## Goal
Render every one of the lines below as a Markdown table with the columns Row and Line. Number each line in its own row, and omit any blank lines.

## Source data
※
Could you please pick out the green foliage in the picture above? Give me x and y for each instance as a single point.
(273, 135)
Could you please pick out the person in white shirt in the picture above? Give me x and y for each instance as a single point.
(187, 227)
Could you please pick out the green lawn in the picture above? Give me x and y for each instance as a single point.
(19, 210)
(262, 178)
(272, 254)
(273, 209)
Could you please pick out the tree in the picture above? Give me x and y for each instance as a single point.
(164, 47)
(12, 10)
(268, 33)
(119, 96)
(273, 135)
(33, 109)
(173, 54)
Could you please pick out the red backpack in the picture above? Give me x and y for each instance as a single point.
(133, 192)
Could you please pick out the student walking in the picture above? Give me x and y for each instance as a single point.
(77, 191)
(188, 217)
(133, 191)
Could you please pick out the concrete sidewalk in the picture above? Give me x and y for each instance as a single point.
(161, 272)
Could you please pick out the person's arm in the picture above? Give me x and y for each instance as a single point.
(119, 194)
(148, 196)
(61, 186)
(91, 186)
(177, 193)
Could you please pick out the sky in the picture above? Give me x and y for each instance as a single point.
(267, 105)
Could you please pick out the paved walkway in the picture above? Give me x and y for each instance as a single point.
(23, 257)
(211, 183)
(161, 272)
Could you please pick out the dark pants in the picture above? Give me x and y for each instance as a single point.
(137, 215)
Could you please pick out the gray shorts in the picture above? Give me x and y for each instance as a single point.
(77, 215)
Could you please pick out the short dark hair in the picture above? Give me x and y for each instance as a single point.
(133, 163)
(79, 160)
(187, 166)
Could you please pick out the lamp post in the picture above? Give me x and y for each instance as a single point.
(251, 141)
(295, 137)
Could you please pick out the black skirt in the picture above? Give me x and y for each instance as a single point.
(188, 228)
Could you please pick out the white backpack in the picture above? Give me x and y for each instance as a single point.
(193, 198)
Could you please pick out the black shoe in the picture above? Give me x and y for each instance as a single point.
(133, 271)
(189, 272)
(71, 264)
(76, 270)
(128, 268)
※
## Final result
| Row | Line |
|---|---|
| 1 | Could you please pick out the green foliage in the picture above? Give me x and y for each instance as a single point. |
| 2 | (273, 135) |
| 3 | Could you please pick out the person in white shirt in the picture above? Give me x and y for each instance as a single point. |
| 4 | (187, 227) |
| 5 | Could you please pick out the green lawn in the picture above? Give me x and y for each instance as a single point. |
| 6 | (19, 210) |
| 7 | (262, 178) |
| 8 | (272, 254) |
| 9 | (273, 209) |
| 10 | Could you please pick out the tree in the picture above? Give me x and y for each instance as a single point. |
| 11 | (164, 47) |
| 12 | (12, 10) |
| 13 | (268, 33) |
| 14 | (119, 96) |
| 15 | (273, 135) |
| 16 | (33, 109) |
| 17 | (173, 54) |
| 18 | Could you please pick out the red backpack in the picture above? Give me x and y for each instance as a single point. |
| 19 | (133, 192) |
| 20 | Could you please pick out the student walking in the picture above? Give me x and y for each instance as a single point. |
| 21 | (77, 191) |
| 22 | (188, 217) |
| 23 | (133, 191) |
| 24 | Could you please pick out the concrete sidewalk in the picture above? Give me x and y for each instance as a single point. |
| 25 | (161, 272) |
| 26 | Could you please pick out the person's arm in the picture above? Give me x and y for each instance as a single point. |
| 27 | (119, 194) |
| 28 | (148, 196) |
| 29 | (61, 186) |
| 30 | (91, 186) |
| 31 | (177, 193) |
| 32 | Could you please pick out the sky in the picture above? Give me x and y for each instance as a single point. |
| 33 | (267, 105) |
| 34 | Could you please pick out the paved walkway in the picture above? Give me x and y for each instance as a single point. |
| 35 | (23, 257) |
| 36 | (211, 183) |
| 37 | (161, 272) |
| 38 | Could you please pick out the dark pants in the picture above? Give me x and y for each instance as a single point. |
| 39 | (137, 215) |
| 40 | Could you please pick out the gray shorts in the picture above? Give me x and y for each instance as a single point. |
| 41 | (77, 215) |
| 42 | Could you please pick out the short dark hair in the picture above? Give me x and y for each instance as a single point. |
| 43 | (133, 163) |
| 44 | (79, 160) |
| 45 | (187, 166) |
| 46 | Could you please pick out the lamp post in the picture above? Give me x and y for each instance as a single point. |
| 47 | (251, 141) |
| 48 | (295, 137) |
| 49 | Could you please pick out the black skirt in the picture above? Give me x and y for each instance as a single point. |
| 50 | (188, 228) |
| 51 | Could you please pick out the white backpack in the picture above? Give me x and y for each instance as a single point. |
| 52 | (193, 198) |
| 53 | Could you please pick out the black shoe in the picture above? Give me x and y for each instance as a single point. |
| 54 | (133, 271) |
| 55 | (189, 272) |
| 56 | (71, 264) |
| 57 | (76, 270) |
| 58 | (128, 268) |